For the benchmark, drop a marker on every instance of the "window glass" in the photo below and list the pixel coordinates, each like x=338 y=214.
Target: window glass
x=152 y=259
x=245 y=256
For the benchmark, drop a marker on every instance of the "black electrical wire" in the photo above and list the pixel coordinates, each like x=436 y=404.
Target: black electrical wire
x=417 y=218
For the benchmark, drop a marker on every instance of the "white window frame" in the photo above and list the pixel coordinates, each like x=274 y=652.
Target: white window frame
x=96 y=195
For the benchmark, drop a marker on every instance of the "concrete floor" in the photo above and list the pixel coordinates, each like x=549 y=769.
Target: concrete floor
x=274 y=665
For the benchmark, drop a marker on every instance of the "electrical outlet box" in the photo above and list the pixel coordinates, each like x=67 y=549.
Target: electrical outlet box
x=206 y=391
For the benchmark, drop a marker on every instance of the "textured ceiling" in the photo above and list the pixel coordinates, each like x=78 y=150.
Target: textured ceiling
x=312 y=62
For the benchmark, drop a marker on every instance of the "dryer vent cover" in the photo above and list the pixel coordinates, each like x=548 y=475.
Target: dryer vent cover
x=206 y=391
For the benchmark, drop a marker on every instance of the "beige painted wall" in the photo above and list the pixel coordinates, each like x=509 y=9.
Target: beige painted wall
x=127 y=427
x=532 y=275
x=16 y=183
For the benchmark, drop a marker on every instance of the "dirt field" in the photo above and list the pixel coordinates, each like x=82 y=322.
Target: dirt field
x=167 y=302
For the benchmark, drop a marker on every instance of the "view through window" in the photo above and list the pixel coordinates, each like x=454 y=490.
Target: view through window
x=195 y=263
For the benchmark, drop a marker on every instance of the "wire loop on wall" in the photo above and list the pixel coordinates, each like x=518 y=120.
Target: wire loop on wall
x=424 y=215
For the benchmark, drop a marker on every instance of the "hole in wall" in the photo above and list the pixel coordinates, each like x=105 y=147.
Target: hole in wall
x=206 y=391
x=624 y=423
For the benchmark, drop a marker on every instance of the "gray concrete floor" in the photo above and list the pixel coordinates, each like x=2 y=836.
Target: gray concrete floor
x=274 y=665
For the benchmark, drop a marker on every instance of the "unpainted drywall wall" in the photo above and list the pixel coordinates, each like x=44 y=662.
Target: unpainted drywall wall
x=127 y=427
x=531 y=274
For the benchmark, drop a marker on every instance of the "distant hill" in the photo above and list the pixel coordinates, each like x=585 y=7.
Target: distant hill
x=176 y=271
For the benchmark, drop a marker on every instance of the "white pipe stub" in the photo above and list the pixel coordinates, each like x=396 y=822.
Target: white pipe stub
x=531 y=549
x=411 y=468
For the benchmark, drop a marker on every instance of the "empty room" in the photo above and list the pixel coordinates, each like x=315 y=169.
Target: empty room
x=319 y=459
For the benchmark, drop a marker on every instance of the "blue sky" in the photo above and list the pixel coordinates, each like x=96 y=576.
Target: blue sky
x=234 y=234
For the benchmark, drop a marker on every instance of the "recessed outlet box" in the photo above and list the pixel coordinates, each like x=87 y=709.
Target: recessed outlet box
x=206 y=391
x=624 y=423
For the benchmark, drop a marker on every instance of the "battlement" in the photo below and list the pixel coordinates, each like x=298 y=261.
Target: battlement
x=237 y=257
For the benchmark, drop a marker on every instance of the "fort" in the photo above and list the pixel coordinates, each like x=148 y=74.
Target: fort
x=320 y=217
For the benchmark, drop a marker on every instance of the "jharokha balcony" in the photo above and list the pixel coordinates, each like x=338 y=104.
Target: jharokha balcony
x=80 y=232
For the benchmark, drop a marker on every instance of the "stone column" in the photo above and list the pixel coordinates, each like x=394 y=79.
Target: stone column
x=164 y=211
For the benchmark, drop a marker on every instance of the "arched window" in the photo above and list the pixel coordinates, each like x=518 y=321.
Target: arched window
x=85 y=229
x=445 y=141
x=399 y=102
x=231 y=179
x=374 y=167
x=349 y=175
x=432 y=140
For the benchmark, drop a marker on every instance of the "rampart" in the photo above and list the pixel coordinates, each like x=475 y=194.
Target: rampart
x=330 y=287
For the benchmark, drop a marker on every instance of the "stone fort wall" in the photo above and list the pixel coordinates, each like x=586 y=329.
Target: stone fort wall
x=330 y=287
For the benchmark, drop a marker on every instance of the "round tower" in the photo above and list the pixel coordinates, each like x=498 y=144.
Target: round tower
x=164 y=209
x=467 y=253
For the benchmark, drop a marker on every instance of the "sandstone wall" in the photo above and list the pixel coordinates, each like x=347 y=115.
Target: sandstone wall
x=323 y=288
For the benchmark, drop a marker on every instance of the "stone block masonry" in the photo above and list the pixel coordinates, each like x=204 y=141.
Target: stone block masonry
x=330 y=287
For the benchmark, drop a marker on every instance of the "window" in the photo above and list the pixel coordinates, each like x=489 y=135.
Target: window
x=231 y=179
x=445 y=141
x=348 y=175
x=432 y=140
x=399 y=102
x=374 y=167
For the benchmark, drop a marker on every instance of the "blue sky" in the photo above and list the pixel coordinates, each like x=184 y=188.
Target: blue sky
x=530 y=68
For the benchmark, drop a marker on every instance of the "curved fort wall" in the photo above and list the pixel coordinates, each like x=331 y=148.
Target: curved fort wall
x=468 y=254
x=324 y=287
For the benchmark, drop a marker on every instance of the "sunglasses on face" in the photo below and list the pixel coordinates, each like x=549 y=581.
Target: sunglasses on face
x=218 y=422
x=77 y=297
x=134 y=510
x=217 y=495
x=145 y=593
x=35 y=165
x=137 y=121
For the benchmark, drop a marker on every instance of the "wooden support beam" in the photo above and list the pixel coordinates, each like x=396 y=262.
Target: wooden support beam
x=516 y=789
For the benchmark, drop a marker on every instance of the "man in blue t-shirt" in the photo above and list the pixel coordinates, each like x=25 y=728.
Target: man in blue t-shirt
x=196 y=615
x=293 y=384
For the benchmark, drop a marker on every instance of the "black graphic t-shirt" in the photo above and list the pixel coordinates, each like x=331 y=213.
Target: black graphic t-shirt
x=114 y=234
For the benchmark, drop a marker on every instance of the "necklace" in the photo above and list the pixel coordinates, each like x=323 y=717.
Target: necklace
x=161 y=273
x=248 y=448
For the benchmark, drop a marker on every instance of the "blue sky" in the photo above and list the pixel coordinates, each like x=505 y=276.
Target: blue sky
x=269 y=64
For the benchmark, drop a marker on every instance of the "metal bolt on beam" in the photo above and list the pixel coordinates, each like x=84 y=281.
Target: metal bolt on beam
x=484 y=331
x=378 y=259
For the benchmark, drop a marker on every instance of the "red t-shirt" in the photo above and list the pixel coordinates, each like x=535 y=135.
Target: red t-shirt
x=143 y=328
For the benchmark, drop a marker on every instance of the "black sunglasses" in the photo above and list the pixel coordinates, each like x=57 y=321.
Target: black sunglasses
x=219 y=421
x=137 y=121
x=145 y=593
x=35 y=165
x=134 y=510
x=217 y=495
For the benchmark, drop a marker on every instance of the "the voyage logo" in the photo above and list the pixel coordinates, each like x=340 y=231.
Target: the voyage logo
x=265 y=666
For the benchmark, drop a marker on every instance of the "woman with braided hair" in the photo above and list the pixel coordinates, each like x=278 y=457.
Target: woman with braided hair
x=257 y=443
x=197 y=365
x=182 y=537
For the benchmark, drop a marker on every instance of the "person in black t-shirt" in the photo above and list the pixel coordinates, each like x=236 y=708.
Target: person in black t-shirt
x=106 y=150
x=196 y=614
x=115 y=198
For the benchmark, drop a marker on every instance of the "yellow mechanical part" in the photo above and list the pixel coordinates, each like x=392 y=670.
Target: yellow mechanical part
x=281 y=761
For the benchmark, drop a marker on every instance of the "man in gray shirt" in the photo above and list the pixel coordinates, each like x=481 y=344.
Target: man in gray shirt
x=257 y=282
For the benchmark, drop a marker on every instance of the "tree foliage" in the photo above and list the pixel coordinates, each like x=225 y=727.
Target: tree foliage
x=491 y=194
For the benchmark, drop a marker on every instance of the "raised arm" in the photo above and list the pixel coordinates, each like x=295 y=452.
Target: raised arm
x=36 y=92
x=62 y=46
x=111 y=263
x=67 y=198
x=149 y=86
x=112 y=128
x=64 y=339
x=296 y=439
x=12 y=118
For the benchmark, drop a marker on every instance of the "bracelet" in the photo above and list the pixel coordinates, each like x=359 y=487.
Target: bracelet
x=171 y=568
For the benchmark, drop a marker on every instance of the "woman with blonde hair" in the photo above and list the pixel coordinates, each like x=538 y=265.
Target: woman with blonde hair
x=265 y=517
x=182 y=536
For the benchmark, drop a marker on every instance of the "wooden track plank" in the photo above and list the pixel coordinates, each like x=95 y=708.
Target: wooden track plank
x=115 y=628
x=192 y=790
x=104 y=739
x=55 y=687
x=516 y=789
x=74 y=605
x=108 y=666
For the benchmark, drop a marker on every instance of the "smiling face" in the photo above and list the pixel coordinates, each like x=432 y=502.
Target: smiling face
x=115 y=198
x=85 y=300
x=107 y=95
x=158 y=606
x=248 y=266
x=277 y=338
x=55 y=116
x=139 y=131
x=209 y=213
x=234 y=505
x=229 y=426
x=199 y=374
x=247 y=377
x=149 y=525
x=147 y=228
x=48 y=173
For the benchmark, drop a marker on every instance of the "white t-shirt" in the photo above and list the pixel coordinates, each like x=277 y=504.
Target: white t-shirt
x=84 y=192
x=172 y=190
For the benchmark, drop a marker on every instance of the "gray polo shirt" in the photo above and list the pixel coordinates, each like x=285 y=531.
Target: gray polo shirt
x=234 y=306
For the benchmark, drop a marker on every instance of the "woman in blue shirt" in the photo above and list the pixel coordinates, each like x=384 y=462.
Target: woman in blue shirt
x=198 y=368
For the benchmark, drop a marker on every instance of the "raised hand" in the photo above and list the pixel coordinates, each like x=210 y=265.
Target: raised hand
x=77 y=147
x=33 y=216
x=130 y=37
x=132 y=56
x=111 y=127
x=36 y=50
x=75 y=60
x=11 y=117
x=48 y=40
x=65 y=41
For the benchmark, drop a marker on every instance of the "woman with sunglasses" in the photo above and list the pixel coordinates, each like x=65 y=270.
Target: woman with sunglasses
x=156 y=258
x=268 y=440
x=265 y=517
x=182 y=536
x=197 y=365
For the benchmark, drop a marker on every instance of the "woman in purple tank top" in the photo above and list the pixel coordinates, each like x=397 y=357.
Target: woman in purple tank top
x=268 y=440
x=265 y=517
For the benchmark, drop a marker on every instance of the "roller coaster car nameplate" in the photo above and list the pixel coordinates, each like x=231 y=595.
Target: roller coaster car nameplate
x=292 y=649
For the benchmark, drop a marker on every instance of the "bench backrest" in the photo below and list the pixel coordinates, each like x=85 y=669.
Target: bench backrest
-*-*-
» **SET PROBLEM**:
Rewrite the lines starting at the one that contains "like x=95 y=708." and ending at the one that contains "x=234 y=306", changing every "Target" to "Object" and keeping everything else the same. Give only those lines.

» **REPLY**:
For the benchmark, drop a marker on every instance of the "wooden track plank" in the photo above and list the pixel coordinates, each like x=95 y=708.
Object: wooden track plank
x=115 y=628
x=192 y=790
x=104 y=739
x=55 y=687
x=516 y=789
x=74 y=605
x=108 y=666
For the benchmark, drop a marker on every instance of the "smiling face" in the photo above and list the pixel coordinates, each like x=432 y=502.
Object: smiling face
x=115 y=198
x=85 y=300
x=107 y=95
x=158 y=606
x=248 y=266
x=277 y=338
x=55 y=116
x=139 y=131
x=209 y=213
x=234 y=505
x=229 y=426
x=199 y=374
x=247 y=377
x=149 y=525
x=147 y=228
x=48 y=173
For the benchmark, drop a marker on every instance of the "white t-shirt" in the photo above and list the pixel coordinates, each like x=277 y=504.
Object: white t-shirt
x=84 y=192
x=172 y=190
For the benchmark, drop a marker on every instance of the "gray polo shirt" in the photo above and list the pixel coordinates, each like x=285 y=531.
Object: gray polo shirt
x=234 y=306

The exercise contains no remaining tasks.